__SELECTED EXCERPT__:
In my book “The Imposter In Charge,” I shared a story from my childhood. I went to a baseball tryout when I was very young. I remember riding home in the car with my dad feeling like I absolutely tanked. I felt like I’d be lucky to get picked at all.

When I received the call I was the first overall pick in the draft. Not only had I not tanked, but I had excelled.

This type of performance, self-assessment, and results showed up over and over in my life, and it was so confusing. I just always compared what I didn’t do well to what others did well. I compared my weaknesses to their strengths, and I overlooked their weaknesses. I couldn’t see their imperfections, but mine were my entire focus.

Did you ever shake the feeling off? If yes, what have you done to mitigate it or eliminate it?

I did shake it off, after I lost my career and income, came close to taking my own life, and came close to losing my family. I had to do a complete reset. My physical, mental, and emotional states were all in complete chaos. I had neglected my own needs for decades. I began a massive search for a new perspective because I knew there were some disconnects in how I processed life.

My childhood was traumatic with abandonment, neglect, and molestation, so I dove into those headfirst and began to recognize why I felt disposable. My beliefs began to shift to healthier ones as I found out deeper and healthier truths about spirituality and being human. I set out to heal every disconnected aspect of my life and being, and I found that the journey never ends. Inadequacy and insecurity still surface, but I have a better understanding of how to relate and manage them instead of trying to hide them away. I have learned to love and appreciate exactly who I am, and that fuels a desire and willingness to continue to grow and evolve. This self-love and self-appreciation has created a deeper sense of love and appreciation for everyone in my life.

In your opinion, what are 5 steps that someone who is experiencing Imposter Syndrome can take to move forward despite feeling like an “Imposter”? Please share a story or an example for each.

  1. Dive deep inside of yourself and see what’s in there.

__EXERCISE TASK__: Please copy the imposter syndrome interview word for word, everything from "When I received" down to "or eliminate it?". The lines after this come from a separate source.

__SUPPLIED MATERIAL__:
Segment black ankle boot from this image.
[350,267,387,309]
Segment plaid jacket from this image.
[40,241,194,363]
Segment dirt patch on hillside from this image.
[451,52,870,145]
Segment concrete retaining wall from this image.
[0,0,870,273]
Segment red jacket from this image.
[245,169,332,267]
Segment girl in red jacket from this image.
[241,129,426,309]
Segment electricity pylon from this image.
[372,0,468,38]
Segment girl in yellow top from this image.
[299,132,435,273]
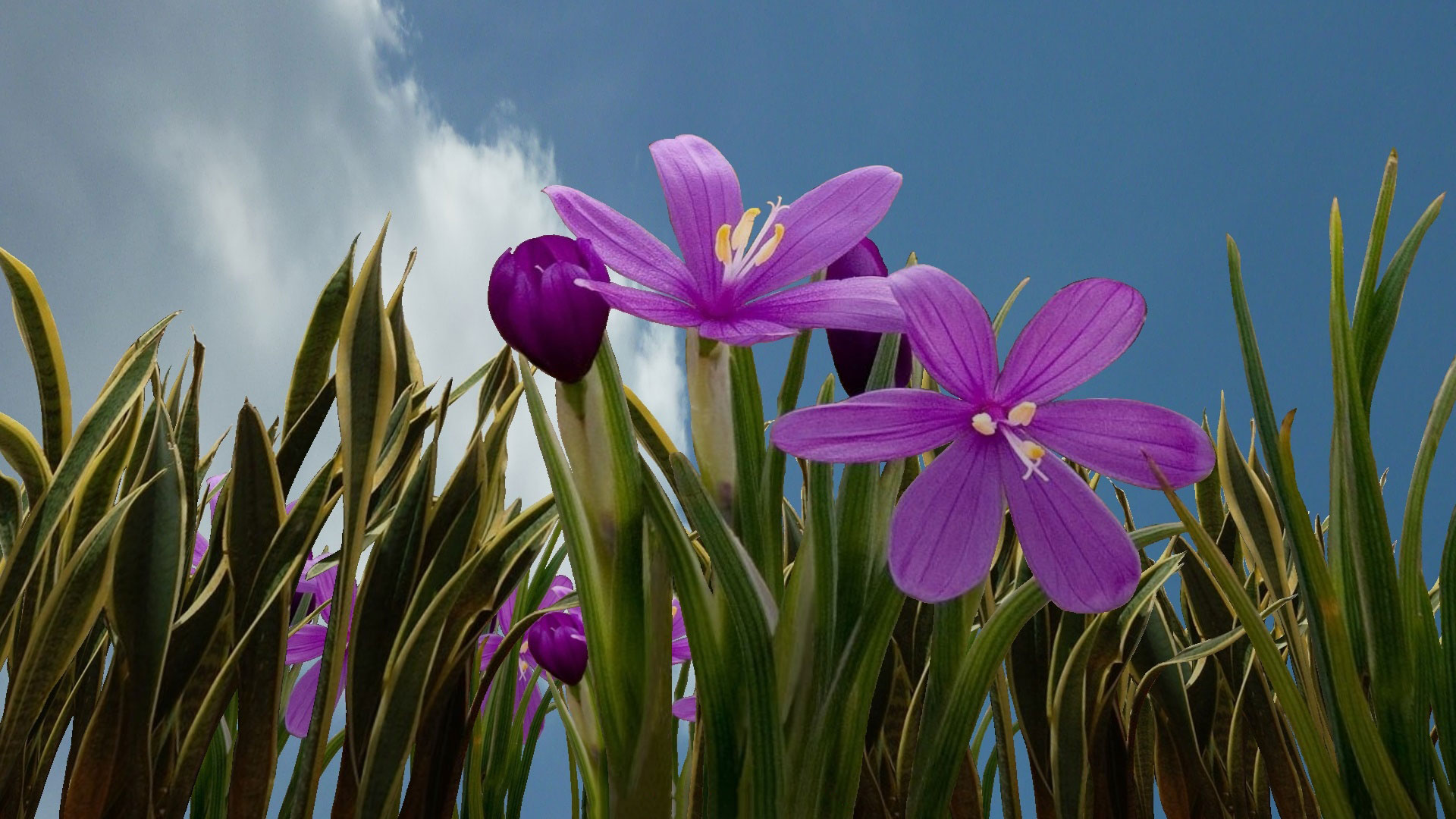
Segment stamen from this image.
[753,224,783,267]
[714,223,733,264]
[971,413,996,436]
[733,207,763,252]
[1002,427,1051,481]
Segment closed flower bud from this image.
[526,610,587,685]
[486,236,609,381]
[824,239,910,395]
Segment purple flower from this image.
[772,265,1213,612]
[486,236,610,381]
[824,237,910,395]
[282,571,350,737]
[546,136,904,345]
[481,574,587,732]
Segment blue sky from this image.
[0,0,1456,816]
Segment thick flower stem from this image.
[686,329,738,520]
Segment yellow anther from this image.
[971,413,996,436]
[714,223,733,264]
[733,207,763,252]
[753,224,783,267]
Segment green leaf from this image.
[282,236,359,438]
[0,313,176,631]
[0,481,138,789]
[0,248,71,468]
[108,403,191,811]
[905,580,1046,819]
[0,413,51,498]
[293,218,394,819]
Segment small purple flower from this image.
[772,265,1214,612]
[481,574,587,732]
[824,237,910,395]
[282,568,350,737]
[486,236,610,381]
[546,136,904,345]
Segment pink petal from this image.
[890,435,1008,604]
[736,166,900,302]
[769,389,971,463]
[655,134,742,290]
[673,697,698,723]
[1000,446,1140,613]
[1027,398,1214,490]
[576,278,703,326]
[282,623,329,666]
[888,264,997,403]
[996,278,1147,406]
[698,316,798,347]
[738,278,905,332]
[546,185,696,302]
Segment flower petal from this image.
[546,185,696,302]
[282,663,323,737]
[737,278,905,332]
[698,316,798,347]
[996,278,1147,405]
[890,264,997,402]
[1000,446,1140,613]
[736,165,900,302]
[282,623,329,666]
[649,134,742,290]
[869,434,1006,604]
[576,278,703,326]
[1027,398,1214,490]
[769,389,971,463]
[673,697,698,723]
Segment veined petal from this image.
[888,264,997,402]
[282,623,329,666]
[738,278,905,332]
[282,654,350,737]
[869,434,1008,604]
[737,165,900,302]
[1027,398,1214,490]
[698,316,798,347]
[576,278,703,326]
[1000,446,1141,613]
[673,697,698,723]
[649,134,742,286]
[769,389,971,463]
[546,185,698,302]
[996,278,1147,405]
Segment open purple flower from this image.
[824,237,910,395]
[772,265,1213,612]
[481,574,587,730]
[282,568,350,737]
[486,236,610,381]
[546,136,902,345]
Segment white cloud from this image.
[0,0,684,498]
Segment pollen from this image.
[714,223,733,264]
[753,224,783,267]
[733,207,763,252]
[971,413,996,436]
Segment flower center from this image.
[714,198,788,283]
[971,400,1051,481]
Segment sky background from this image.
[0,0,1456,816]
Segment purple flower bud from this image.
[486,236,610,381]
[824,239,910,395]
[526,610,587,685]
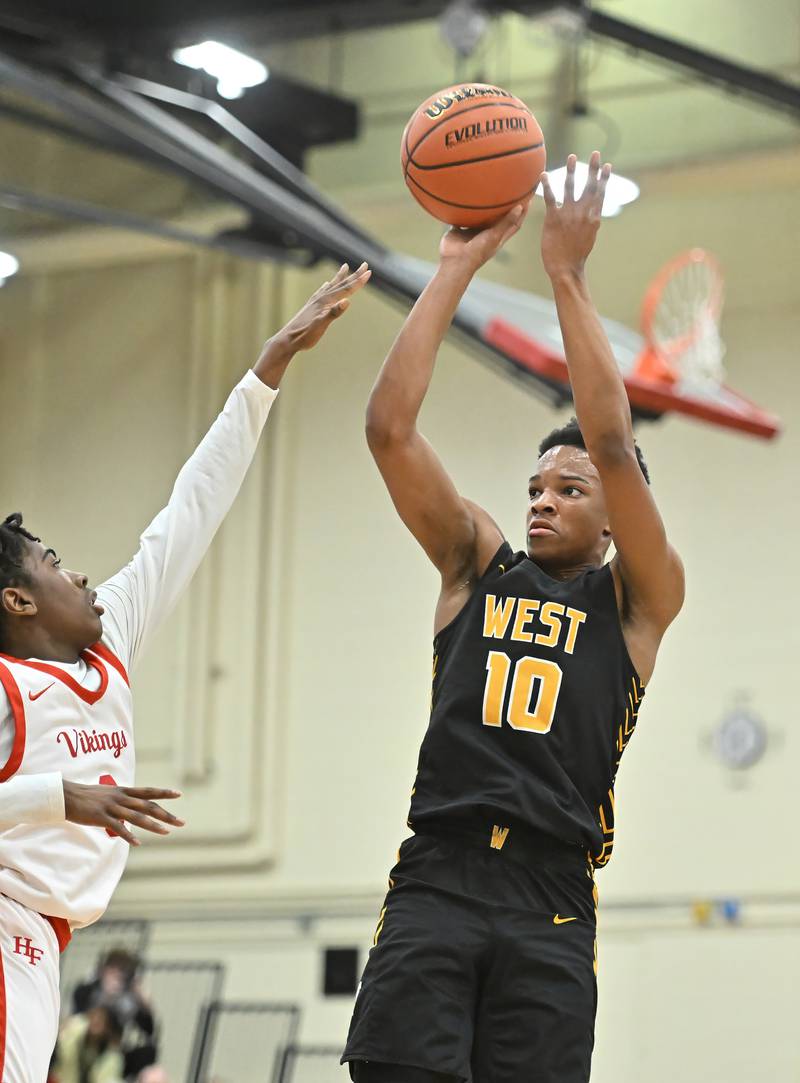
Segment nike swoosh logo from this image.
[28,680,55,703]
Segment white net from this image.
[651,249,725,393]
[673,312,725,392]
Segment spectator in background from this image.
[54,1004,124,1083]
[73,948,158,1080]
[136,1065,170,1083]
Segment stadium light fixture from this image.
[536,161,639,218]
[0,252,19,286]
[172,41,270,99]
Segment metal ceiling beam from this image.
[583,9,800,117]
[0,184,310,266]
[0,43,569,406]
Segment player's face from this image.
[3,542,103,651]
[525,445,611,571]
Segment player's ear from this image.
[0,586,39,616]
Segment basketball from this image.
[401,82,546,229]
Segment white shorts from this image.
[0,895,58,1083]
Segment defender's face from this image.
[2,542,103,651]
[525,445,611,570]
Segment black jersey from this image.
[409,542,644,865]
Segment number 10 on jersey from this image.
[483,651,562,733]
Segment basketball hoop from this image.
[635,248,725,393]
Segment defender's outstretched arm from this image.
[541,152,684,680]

__EXPECTED ANSWER__:
When I received the call I was the first overall pick in the draft. Not only had I not tanked, but I had excelled.

This type of performance, self-assessment, and results showed up over and over in my life, and it was so confusing. I just always compared what I didn’t do well to what others did well. I compared my weaknesses to their strengths, and I overlooked their weaknesses. I couldn’t see their imperfections, but mine were my entire focus.

Did you ever shake the feeling off? If yes, what have you done to mitigate it or eliminate it?